**Aim of the exercise:** Output every record word for word.

**Information provided:**
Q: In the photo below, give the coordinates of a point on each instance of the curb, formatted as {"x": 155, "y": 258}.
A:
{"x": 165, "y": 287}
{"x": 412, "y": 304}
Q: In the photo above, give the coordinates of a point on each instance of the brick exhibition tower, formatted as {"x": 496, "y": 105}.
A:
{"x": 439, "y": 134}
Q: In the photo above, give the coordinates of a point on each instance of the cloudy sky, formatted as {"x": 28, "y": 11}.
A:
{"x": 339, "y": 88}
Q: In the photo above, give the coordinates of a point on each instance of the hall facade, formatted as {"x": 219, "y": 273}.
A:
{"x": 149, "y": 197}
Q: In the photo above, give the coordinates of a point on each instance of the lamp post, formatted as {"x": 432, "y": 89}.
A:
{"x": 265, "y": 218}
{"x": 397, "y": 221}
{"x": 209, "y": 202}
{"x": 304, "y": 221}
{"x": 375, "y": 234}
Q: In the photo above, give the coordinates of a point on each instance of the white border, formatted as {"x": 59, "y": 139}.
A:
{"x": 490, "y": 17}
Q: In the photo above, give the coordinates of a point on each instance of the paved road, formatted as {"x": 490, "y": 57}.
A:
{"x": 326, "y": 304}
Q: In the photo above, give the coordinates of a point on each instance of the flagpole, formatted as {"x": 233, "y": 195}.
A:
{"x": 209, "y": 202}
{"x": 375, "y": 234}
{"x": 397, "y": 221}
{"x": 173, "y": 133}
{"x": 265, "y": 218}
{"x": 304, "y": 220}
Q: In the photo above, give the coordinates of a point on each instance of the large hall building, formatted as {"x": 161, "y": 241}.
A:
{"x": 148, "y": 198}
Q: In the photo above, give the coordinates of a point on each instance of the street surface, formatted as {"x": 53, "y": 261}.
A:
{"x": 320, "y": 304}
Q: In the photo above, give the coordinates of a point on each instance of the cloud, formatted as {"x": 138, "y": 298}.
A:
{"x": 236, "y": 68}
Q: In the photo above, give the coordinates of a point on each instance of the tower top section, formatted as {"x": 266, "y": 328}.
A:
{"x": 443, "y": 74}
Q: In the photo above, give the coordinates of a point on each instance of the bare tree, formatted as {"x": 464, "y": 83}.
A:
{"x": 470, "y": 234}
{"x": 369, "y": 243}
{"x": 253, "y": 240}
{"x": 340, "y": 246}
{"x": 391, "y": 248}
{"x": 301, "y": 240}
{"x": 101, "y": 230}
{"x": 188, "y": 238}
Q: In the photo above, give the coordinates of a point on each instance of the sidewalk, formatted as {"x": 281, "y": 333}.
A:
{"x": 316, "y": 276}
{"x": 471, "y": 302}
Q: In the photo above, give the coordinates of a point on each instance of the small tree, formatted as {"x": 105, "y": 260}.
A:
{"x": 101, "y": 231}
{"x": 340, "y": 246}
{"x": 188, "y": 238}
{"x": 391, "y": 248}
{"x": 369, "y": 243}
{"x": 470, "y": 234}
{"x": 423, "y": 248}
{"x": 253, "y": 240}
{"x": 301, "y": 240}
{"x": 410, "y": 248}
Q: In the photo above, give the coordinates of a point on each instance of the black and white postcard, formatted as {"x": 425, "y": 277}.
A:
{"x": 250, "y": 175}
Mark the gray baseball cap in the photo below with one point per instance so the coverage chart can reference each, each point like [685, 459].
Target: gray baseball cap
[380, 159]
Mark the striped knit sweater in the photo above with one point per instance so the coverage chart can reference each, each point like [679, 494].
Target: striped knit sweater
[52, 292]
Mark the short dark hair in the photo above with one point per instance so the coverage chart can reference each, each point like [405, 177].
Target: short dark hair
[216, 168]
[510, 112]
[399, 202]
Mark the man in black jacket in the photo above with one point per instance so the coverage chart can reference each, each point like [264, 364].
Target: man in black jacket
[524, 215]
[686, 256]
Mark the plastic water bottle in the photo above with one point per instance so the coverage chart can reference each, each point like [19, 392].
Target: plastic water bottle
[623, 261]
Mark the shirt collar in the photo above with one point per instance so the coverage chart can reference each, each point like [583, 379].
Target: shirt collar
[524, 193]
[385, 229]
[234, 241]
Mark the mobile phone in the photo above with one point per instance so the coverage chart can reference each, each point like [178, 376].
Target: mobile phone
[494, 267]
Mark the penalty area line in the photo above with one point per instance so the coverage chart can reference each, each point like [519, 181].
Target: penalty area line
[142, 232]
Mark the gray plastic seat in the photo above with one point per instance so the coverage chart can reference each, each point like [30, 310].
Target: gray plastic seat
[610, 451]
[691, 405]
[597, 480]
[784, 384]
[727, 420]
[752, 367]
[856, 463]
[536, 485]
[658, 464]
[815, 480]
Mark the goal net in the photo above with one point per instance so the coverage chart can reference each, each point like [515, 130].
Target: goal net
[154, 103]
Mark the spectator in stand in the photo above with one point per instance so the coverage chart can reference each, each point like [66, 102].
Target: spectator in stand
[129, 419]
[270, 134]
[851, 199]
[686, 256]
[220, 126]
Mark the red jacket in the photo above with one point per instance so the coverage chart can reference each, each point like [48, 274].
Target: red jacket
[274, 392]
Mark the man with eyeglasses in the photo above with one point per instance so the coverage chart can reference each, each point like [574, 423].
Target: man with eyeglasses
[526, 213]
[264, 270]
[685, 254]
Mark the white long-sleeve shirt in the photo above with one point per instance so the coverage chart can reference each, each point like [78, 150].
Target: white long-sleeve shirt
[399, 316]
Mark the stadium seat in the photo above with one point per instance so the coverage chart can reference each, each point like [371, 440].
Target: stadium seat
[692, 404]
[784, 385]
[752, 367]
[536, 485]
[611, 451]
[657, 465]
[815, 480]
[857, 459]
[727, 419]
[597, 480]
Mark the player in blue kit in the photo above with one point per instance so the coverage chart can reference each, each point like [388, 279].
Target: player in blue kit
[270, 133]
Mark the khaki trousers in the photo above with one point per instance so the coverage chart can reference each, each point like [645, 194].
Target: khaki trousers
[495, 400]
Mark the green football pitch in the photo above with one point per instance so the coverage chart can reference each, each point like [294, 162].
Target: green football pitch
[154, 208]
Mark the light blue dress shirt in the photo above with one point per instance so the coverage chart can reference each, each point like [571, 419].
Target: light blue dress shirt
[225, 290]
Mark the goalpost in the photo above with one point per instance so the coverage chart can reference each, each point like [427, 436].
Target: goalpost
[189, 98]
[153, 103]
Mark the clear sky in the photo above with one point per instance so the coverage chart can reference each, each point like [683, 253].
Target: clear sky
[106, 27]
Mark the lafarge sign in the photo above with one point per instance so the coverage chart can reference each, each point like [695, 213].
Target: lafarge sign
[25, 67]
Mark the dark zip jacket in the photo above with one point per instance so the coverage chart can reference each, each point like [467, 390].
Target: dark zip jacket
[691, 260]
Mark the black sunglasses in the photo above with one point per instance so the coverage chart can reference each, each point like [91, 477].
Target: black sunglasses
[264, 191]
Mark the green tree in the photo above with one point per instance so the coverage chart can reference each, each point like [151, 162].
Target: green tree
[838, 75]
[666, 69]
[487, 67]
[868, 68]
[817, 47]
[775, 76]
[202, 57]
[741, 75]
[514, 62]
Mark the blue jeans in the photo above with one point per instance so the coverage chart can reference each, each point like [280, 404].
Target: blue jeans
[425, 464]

**Response to the task:**
Q: In the photo below, give the coordinates of a point on each instance of the curb, formatted as {"x": 155, "y": 258}.
A:
{"x": 165, "y": 287}
{"x": 412, "y": 304}
Q: In the photo above, give the coordinates of a point on each instance of the brick exhibition tower, formatted as {"x": 496, "y": 105}.
A:
{"x": 439, "y": 134}
Q: In the photo above, give the coordinates of a point on each instance of the cloudy sky, formatted as {"x": 28, "y": 11}.
A:
{"x": 339, "y": 88}
Q: In the photo above, give the coordinates of a point on each instance of the hall facade, formatted as {"x": 219, "y": 273}.
A:
{"x": 149, "y": 197}
Q: In the photo above, give the coordinates of a point on each instance of the lamp post, formatted as {"x": 432, "y": 89}.
A:
{"x": 265, "y": 218}
{"x": 397, "y": 221}
{"x": 209, "y": 202}
{"x": 304, "y": 221}
{"x": 375, "y": 234}
Q: In the photo above, give the coordinates of a point on each instance of the white border, formatted as {"x": 59, "y": 139}.
A:
{"x": 490, "y": 17}
Q: In the photo above, give the coordinates of a point on each instance of the paved road, formatted as {"x": 490, "y": 57}.
A:
{"x": 326, "y": 304}
Q: In the photo above, give the coordinates of a point on each instance of the flagpole, formatted as {"x": 233, "y": 195}.
A:
{"x": 209, "y": 202}
{"x": 375, "y": 234}
{"x": 397, "y": 221}
{"x": 173, "y": 133}
{"x": 265, "y": 218}
{"x": 304, "y": 220}
Q: In the photo above, give the coordinates of a point on each instance of the large hall building, formatted as {"x": 161, "y": 241}.
A:
{"x": 148, "y": 198}
Q: In the photo above, give the coordinates of a point on each instance of the street surface, formatted as {"x": 53, "y": 261}.
A:
{"x": 320, "y": 304}
Q: In the photo above, give the coordinates of a point on each instance of the cloud, formatted as {"x": 138, "y": 298}.
A:
{"x": 236, "y": 68}
Q: In the photo above, give the coordinates of a point on each instance of the tower top section, formatted as {"x": 266, "y": 328}.
A:
{"x": 443, "y": 74}
Q: In the photo above, give the coordinates of a point on each instance of the bare tree, formatted as {"x": 464, "y": 83}.
A:
{"x": 470, "y": 234}
{"x": 369, "y": 243}
{"x": 253, "y": 240}
{"x": 340, "y": 246}
{"x": 391, "y": 248}
{"x": 301, "y": 240}
{"x": 101, "y": 230}
{"x": 188, "y": 238}
Q: In the photo above, give the coordinates of a point on each instance of the sidewalk, formatted as {"x": 281, "y": 333}.
A:
{"x": 316, "y": 276}
{"x": 471, "y": 302}
Q: In the photo above, give the coordinates of a point on each instance of the small tree, formatted as {"x": 105, "y": 260}.
A:
{"x": 101, "y": 231}
{"x": 340, "y": 246}
{"x": 188, "y": 238}
{"x": 391, "y": 248}
{"x": 369, "y": 243}
{"x": 470, "y": 234}
{"x": 423, "y": 248}
{"x": 253, "y": 240}
{"x": 301, "y": 240}
{"x": 410, "y": 248}
Q: In the photo above, give the coordinates of a point on each instance of the black and white postcard, formatted as {"x": 425, "y": 277}.
A:
{"x": 250, "y": 175}
Mark the gray baseball cap in the photo below with one point per instance so the coverage chart can reference each, each point like [685, 459].
Target: gray baseball cap
[380, 159]
Mark the striped knit sweater in the photo above with one point per instance so the coverage chart can reference each, each point like [679, 494].
Target: striped knit sweater
[52, 292]
Mark the short dark hair in the photo above with one point per instance so the coverage chart can reference each, each point like [405, 177].
Target: short dark hair
[216, 168]
[510, 112]
[399, 202]
Mark the man in black jacket in the photo above with one point per instance so the coverage chart can reference each, each point like [264, 364].
Target: man in black jacket
[524, 215]
[686, 256]
Mark the plastic water bottle in the photo above with one point per instance so the coverage chart can reference each, each point like [19, 392].
Target: plastic water bottle
[623, 261]
Mark the shirt collar in the photo above with one point per instance so the coverage chart can reference each, each point like [583, 379].
Target: shirt collar
[524, 193]
[385, 229]
[234, 241]
Mark the mobile phone in the photo above with one point per instance so the coverage chart can reference each, each point like [178, 376].
Target: mobile phone
[494, 267]
Mark the penalty area line in the photo above with one point per instance so the coverage chart can reference each, each point like [519, 181].
Target: penalty area line
[142, 232]
Mark the gray plastic seat in the photo above with one point per instance so the coverage chart can reference each, each point like [30, 310].
Target: gray plastic seat
[610, 451]
[691, 405]
[597, 480]
[784, 384]
[727, 420]
[752, 367]
[856, 463]
[536, 485]
[658, 464]
[815, 480]
Mark the goal net in the photo above with one point per instance so the coverage chart can reference each, each point like [515, 130].
Target: goal net
[154, 103]
Mark the spectator in stand in the photo above with one point per instance so the coverage chart can reference each, each point like [66, 102].
Target: spectator in stand
[129, 419]
[270, 134]
[851, 199]
[686, 256]
[220, 126]
Mark the red jacket in the photo above with one point per instance so the coverage chart can reference each, each point like [48, 274].
Target: red jacket
[274, 392]
Mark the man with eyeglasses in the photo above with one point per instance so the coverage chart can reference each, each point like [574, 423].
Target: man with eyeglasses
[526, 213]
[264, 270]
[685, 254]
Mark the white long-sleeve shirt in the photo above with one point per instance so the coverage chart can reference each, each point like [78, 150].
Target: white long-sleeve shirt
[399, 316]
Mark the stadium seat in the photo above with one point per instance so the coverage chart can reference each, each point like [371, 440].
Target: stadium seat
[692, 404]
[784, 385]
[752, 367]
[536, 485]
[611, 451]
[657, 465]
[815, 480]
[857, 459]
[727, 419]
[597, 480]
Mark the player in blue kit in the photo above with one point per instance so the coverage chart can reference each, each point like [388, 279].
Target: player in blue kit
[270, 133]
Mark the khaki trousers in the photo above with one point per instance so the coverage chart can reference each, each point like [645, 194].
Target: khaki trousers
[495, 400]
Mark the green football pitch in the photo above with one point per instance so the coverage chart can reference each, each point like [294, 162].
Target: green football pitch
[154, 208]
Mark the light blue dress shirt in the photo above with one point per instance so the coverage chart can reference each, each point like [571, 419].
Target: light blue dress shirt
[225, 290]
Mark the goalpost in the photo above with one point per instance so the coverage chart can reference each, each point like [427, 436].
Target: goalpost
[189, 98]
[153, 103]
Mark the clear sky in the photo above with one point per instance so the coverage chart can reference each, each point like [683, 253].
Target: clear sky
[106, 27]
Mark the lafarge sign in the photo above with one point per instance so the coverage chart can reference each, each point like [695, 213].
Target: lafarge sign
[25, 67]
Mark the dark zip jacket in the photo above with one point per instance so the coverage chart can reference each, each point like [467, 390].
Target: dark zip jacket
[691, 260]
Mark the black sunglasses in the photo above with one point per instance so the coverage chart can reference each, each point like [91, 477].
Target: black sunglasses
[264, 191]
Mark the green tree in the photo above with one point per instance so the coverage chart can reference each, each point like [151, 162].
Target: green tree
[838, 75]
[666, 69]
[487, 67]
[868, 68]
[817, 47]
[775, 76]
[202, 57]
[741, 75]
[514, 62]
Mark the blue jeans in the photo above with one point per instance so the coverage chart can reference each, each point like [280, 404].
Target: blue jeans
[425, 464]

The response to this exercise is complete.